═════ Stored rows ═════

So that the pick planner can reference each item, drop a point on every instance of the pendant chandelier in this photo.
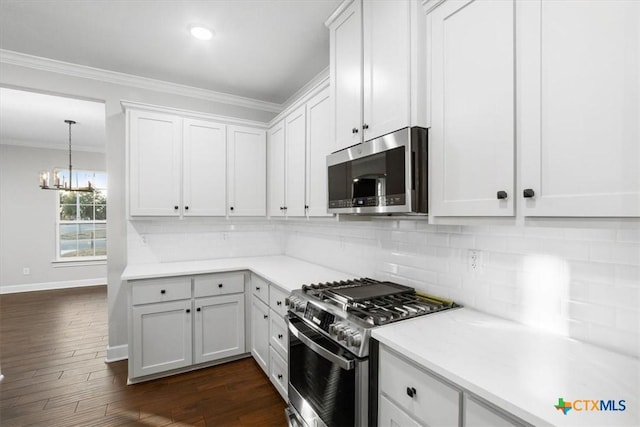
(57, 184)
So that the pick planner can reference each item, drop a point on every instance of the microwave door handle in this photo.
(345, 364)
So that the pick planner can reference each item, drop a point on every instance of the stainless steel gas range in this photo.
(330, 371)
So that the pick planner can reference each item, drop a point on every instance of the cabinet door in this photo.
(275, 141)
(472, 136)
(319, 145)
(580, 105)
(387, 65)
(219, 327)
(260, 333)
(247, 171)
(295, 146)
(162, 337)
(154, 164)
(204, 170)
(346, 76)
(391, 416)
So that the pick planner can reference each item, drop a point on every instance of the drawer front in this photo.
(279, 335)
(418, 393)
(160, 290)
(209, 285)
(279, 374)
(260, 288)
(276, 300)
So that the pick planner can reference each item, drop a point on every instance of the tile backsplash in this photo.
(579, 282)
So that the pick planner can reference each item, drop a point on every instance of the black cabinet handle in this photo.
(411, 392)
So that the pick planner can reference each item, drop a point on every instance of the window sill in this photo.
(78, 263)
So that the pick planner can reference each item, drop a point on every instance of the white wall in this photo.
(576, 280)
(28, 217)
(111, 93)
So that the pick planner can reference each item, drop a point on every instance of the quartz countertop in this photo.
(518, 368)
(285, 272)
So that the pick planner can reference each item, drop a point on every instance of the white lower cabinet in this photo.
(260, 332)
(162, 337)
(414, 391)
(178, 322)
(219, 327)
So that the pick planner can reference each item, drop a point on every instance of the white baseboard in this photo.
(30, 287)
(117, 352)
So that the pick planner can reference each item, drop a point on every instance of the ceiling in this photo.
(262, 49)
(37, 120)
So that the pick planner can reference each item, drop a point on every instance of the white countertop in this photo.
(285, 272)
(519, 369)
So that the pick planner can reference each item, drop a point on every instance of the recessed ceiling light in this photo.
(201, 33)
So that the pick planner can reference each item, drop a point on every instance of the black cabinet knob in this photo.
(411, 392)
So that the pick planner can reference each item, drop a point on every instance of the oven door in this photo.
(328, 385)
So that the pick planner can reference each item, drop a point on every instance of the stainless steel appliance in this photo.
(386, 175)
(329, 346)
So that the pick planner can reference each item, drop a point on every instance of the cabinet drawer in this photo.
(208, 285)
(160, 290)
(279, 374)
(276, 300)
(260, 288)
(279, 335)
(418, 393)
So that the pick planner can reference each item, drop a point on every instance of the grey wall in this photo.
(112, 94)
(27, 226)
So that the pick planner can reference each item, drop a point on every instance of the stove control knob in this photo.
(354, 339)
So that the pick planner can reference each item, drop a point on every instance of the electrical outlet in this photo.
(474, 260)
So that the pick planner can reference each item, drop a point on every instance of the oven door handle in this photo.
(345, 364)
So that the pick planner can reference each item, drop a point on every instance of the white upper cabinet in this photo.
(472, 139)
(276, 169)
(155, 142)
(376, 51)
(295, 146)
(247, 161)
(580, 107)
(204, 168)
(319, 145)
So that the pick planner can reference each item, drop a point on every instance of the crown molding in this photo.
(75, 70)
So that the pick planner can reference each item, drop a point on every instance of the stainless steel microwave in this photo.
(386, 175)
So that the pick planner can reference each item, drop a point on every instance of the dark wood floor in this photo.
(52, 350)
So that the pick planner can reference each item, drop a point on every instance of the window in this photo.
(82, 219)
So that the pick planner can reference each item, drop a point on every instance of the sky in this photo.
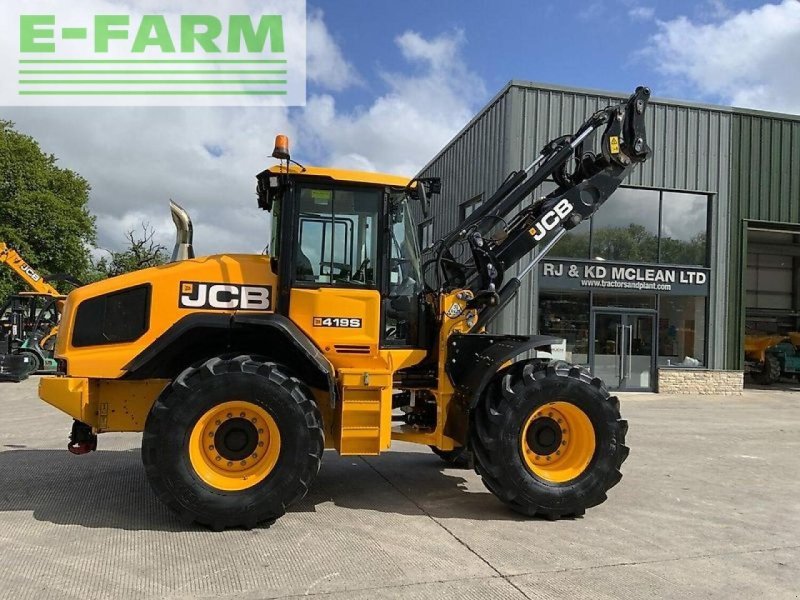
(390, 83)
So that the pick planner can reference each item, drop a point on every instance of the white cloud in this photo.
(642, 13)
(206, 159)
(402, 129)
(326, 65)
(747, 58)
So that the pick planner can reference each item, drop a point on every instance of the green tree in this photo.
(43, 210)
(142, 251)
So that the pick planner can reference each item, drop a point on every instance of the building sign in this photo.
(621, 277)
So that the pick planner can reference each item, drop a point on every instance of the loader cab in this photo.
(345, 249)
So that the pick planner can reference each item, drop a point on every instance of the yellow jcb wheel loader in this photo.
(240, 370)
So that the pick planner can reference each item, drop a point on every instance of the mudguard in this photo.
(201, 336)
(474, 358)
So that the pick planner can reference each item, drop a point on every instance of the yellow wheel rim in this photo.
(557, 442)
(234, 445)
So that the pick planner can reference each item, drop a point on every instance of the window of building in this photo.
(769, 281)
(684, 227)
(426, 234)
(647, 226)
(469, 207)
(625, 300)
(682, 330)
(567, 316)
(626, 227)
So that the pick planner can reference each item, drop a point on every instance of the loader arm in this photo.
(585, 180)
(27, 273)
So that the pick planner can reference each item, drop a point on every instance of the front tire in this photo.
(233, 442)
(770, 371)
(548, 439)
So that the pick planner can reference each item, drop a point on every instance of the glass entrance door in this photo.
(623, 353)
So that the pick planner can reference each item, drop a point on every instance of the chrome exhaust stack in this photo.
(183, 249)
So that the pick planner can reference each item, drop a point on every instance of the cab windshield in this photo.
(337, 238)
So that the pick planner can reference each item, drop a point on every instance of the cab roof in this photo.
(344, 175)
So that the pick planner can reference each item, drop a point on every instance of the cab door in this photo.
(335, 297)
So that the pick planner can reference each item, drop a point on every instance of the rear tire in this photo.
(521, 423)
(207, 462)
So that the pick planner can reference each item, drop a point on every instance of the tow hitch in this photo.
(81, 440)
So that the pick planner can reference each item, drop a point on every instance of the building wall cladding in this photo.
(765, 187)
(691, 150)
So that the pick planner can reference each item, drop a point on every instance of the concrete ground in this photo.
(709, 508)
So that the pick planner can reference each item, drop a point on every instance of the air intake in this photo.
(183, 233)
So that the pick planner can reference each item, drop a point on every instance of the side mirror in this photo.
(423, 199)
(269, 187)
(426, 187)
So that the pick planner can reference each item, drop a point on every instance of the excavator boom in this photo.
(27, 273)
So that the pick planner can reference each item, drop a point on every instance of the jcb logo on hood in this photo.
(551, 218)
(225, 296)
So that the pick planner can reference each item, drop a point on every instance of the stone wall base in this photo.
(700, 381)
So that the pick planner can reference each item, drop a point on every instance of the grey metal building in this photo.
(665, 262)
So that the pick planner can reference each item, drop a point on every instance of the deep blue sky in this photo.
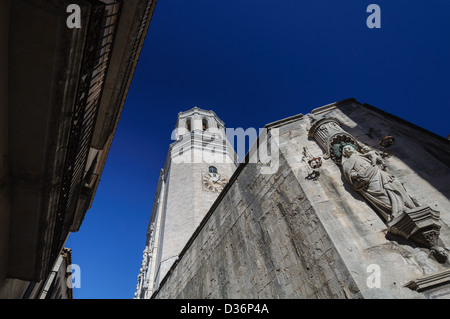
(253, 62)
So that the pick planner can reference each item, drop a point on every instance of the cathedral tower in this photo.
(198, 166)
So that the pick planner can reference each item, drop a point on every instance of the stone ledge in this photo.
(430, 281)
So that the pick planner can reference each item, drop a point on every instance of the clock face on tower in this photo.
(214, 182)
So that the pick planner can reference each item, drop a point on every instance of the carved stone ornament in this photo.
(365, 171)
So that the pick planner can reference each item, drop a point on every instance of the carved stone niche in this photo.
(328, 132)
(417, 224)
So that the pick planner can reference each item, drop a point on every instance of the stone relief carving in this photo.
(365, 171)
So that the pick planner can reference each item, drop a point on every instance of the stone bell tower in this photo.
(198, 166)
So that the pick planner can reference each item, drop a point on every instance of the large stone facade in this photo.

═════

Do this: Write the full listing out again with every line unchanged, but include no pictures.

The reply:
So that the pick planner can reference each item, drop a point on every instance of the pendant chandelier in this photo.
(57, 184)
So that the pick planner can reference each item, drop a point on every instance of the microwave door handle in this photo.
(345, 364)
So that the pick planner can reference each item, drop a point on every instance of the stainless steel gas range in this photo.
(330, 371)
So that the pick planner can reference each item, drop a point on every instance of the cabinet door in this photo.
(275, 141)
(472, 136)
(319, 145)
(580, 105)
(387, 65)
(219, 327)
(260, 333)
(247, 171)
(295, 146)
(162, 337)
(154, 164)
(204, 170)
(346, 76)
(391, 416)
So that the pick planner can reference each item, drop a point on every instance of the drawer front in this photo.
(279, 335)
(418, 393)
(160, 290)
(209, 285)
(279, 374)
(260, 288)
(276, 300)
So that the pick planner can reference each item, drop a point on every instance of the tile backsplash in this photo.
(579, 282)
So that the pick planner can reference each item, drop a point on every instance of the black cabinet handle in this photo.
(411, 392)
So that the pick planner can reference each item, drop a point on every instance of the window sill in this photo.
(78, 263)
So that the pick planner can reference each item, drop a point on every instance of the white wall in this photo.
(576, 280)
(28, 217)
(111, 93)
So that the pick planner can reference each item, drop a point on every instance of the quartz countertop in this photo.
(518, 368)
(285, 272)
So that the pick planner can reference each item, drop a point on every instance of the white lower cabinet in this photo.
(260, 332)
(162, 337)
(414, 391)
(178, 322)
(219, 327)
So that the pick planner can reference each item, drop a point on every instance of the white baseboard in this photo.
(30, 287)
(117, 352)
So that the pick planner can reference each item, drop a point on every instance of the ceiling in this photo.
(262, 49)
(37, 120)
So that the pick planner can reference each item, drop a point on every instance of the white countertop in this photo.
(285, 272)
(519, 369)
So that the pick planner can reference each item, drop a point on every instance of the recessed ceiling light in this photo.
(201, 33)
So that the pick planner can reference each item, drop a point on every instance of the black cabinet knob in this photo.
(411, 392)
So that the pick planner can reference each item, drop a point on every instance of the oven door in this photo.
(328, 385)
So that the pick planner can reference each item, drop a point on every instance of the stainless steel appliance in this photo.
(386, 175)
(329, 346)
So that the pick planner can reference each item, drop a point on every instance of the cabinet drawer in this photo.
(208, 285)
(160, 290)
(279, 374)
(276, 300)
(260, 288)
(279, 335)
(418, 393)
So that the pick planner can reference each item, drop a point on every instance of the grey wall in this photo.
(112, 94)
(27, 226)
So that the pick planner can reference each item, drop a point on every instance of the stove control knob in this photo.
(354, 339)
So that the pick planner can reference each item, drop a point on every instance of the electrical outlet in this photo.
(474, 260)
So that the pick planner can reference each item, drop a point on every instance of the oven door handle in this photo.
(345, 364)
So that the pick planner can reference each item, drop a point on every instance of the white upper cabinet in this photo.
(472, 139)
(276, 169)
(155, 142)
(376, 51)
(295, 146)
(247, 161)
(580, 107)
(204, 168)
(319, 145)
So that the pick planner can reference each item, drop a point on every instance of the crown molding in this photo.
(75, 70)
So that the pick planner can reference each item, drop a point on every instance of the stainless steel microwave in this photo.
(386, 175)
So that the pick planner can reference each item, drop a point on every instance of the dark wood floor in this photo.
(52, 350)
So that the pick planner can reference each item, drop a point on every instance of the window in this photo.
(82, 219)
So that the pick planner can reference each item, drop a point on every instance of the sky in this photo.
(390, 83)
So that the pick planner can reference each item, drop a point on every instance of the white cloud in this photo.
(642, 13)
(206, 159)
(402, 129)
(326, 65)
(747, 58)
So that the pick planner can reference each item, drop a point on every instance of the green tree in this photo.
(43, 210)
(142, 251)
So that the pick planner can reference each item, drop a point on every instance of the building sign in this photo.
(621, 277)
So that the pick planner can reference each item, drop a point on every instance of the loader cab in this photo.
(345, 249)
So that the pick planner can reference each item, drop a point on every instance of the yellow jcb wheel loader in this photo.
(240, 370)
So that the pick planner can reference each item, drop a point on every instance of the mudguard in this photo.
(201, 336)
(474, 358)
So that the pick planner can reference each item, drop a point on every instance of the yellow wheel rim in this photo.
(557, 442)
(234, 445)
So that the pick planner can reference each item, drop a point on every instance of the window of building in this photo.
(769, 281)
(684, 227)
(426, 234)
(647, 226)
(469, 207)
(625, 300)
(682, 330)
(567, 316)
(626, 227)
So that the pick planner can reference each item, drop a point on every instance of the loader arm in this photo.
(585, 180)
(27, 273)
So that the pick planner can reference each item, drop a point on every instance of the front tire in this photo.
(233, 442)
(770, 371)
(548, 439)
So that the pick planner can reference each item, drop a point on every instance of the glass entrance door in this photo.
(623, 353)
So that the pick planner can reference each item, drop a point on every instance of the chrome exhaust stack in this photo.
(183, 249)
So that the pick planner can reference each item, drop a point on every instance of the cab windshield in this photo.
(337, 238)
So that the pick planner can reference each item, drop a point on every instance of the cab roof in this photo.
(344, 175)
So that the pick planner can reference each item, drop a point on every instance of the cab door in this photo.
(335, 297)
So that the pick planner can reference each item, drop a point on every instance of the rear tire in this photo.
(521, 423)
(207, 462)
So that the pick planner can reference each item, drop a point on every instance of the tow hitch in this photo.
(81, 440)
So that the pick planner can reference each item, drop a point on every instance of the building wall cladding in this photo.
(765, 187)
(691, 150)
So that the pick planner can reference each item, drop a point on every instance of the concrete ground in this photo.
(709, 508)
So that the pick planner can reference each item, drop a point on every instance of the air intake in this photo.
(183, 233)
So that the pick planner can reference each item, drop a point on every instance of the side mirror in this photo.
(423, 199)
(269, 187)
(426, 187)
So that the pick planner can reference each item, drop a point on every instance of the excavator boom in this photo.
(27, 273)
So that the pick planner can reference each item, drop a point on every instance of the jcb logo on hood in this photo.
(551, 218)
(225, 296)
So that the pick planner can reference each item, drop a point on every instance of the stone wall base in this photo.
(700, 381)
So that the pick planner can reference each item, drop a point on every instance of the grey metal building in this photo.
(665, 262)
So that the pick planner can reference each item, drop a point on every instance of the deep blue sky in this photo.
(253, 62)
So that the pick planner can reference each item, drop a point on every instance of the cathedral tower in this photo.
(198, 166)
So that the pick planner can reference each item, drop a point on every instance of the stone ledge in this photo.
(430, 281)
So that the pick planner can reference each item, drop a point on every instance of the clock face on tower in this photo.
(214, 182)
So that the pick planner can reference each item, drop a point on every instance of the carved stone ornament in this photo.
(365, 171)
So that the pick planner can reference each item, drop a point on every instance of the carved stone niche in this photo.
(328, 132)
(417, 224)
So that the pick planner can reference each item, drop a point on every instance of the stone relief carving in this photo.
(365, 171)
So that the pick planner can reference each item, drop a point on every instance of the stone bell tower in this photo.
(198, 166)
So that the pick planner can reference each item, drop a point on every instance of the large stone facade in this photo.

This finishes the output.